§ Data
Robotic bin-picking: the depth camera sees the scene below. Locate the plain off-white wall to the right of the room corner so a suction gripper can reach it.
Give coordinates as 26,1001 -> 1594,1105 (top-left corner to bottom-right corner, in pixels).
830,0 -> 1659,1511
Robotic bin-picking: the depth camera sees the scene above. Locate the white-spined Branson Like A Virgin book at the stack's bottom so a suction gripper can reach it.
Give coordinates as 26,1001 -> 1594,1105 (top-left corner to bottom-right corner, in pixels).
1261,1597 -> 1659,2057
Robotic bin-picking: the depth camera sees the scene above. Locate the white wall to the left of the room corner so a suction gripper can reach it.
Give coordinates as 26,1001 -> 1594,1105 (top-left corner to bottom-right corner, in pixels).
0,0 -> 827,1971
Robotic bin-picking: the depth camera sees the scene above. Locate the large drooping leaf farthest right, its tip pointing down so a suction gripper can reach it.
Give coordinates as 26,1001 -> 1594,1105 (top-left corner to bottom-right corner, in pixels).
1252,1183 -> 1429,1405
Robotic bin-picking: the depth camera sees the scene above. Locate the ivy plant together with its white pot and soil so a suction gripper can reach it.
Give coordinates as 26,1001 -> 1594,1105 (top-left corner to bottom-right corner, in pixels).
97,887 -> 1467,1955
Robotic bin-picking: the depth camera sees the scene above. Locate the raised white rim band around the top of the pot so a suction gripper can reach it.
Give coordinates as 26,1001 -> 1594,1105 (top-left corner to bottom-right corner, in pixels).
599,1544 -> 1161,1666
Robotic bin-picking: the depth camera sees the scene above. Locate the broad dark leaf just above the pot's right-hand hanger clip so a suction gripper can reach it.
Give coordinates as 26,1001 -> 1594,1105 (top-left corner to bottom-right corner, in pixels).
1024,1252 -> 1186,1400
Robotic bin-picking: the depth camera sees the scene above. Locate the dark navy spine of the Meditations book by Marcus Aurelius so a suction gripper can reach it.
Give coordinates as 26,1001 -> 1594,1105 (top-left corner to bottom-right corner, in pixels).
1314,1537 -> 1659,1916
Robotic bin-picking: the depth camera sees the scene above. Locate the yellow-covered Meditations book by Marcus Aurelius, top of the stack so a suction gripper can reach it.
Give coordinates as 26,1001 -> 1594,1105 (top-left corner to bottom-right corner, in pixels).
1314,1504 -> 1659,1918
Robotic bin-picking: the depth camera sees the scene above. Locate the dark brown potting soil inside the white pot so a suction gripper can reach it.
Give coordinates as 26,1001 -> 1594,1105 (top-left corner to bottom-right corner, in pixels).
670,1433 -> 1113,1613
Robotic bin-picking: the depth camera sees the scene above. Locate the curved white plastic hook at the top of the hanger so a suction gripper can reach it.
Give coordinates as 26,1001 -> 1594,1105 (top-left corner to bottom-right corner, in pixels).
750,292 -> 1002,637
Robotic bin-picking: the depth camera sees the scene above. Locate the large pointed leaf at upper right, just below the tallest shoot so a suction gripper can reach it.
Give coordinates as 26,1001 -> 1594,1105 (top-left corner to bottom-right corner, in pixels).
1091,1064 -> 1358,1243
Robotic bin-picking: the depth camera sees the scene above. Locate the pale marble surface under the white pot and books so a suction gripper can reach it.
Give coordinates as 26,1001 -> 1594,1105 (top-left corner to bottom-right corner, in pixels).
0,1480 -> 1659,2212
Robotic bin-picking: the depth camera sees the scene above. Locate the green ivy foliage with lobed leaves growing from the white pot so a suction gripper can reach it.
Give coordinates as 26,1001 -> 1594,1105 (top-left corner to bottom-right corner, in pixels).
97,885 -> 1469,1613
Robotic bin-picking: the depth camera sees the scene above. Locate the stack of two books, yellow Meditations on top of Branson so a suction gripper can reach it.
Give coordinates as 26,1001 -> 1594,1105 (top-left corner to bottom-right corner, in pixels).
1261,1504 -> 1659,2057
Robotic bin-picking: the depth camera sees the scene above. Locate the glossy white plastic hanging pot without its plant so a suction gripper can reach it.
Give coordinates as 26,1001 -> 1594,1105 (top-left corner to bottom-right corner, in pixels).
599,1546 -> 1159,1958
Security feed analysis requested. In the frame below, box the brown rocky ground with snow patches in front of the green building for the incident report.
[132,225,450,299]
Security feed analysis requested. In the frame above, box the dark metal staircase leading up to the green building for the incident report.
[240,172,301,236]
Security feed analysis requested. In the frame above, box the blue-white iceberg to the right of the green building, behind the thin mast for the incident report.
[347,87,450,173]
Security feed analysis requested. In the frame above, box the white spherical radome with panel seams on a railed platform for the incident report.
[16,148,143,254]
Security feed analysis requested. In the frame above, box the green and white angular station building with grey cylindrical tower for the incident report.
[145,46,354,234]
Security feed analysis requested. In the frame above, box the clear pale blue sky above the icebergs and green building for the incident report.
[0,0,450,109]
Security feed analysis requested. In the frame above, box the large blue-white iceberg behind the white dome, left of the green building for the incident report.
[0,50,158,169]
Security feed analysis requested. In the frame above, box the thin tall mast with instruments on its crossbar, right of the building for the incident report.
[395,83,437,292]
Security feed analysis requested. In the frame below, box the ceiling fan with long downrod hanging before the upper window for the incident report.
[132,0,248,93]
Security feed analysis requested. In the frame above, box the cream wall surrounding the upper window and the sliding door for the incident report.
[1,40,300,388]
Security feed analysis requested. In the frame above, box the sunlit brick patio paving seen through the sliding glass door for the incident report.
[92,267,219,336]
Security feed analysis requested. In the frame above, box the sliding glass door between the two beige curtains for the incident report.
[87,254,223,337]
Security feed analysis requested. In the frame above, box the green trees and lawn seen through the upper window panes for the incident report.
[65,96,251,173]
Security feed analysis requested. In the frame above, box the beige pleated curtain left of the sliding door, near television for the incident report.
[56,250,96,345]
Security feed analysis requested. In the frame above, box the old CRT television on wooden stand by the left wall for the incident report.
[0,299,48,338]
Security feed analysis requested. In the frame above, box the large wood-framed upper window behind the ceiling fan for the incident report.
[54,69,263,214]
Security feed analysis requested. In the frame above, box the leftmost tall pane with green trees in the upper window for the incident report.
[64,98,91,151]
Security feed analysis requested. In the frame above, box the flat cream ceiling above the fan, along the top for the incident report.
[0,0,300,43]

§ Work required
Note how many lines of the material contain the string "room". Then report that number by itself.

§ Task output
2